Exercise description: Restate each entry word for word, leaving nothing out.
Material for the task below:
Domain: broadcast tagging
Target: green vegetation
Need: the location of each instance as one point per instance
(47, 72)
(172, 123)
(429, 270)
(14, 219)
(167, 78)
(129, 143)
End of Material for the task.
Written answer:
Domain: broadcast tagging
Target: green vegetation
Need: the location of each instance as one point per instance
(47, 72)
(172, 123)
(429, 270)
(14, 219)
(167, 78)
(129, 143)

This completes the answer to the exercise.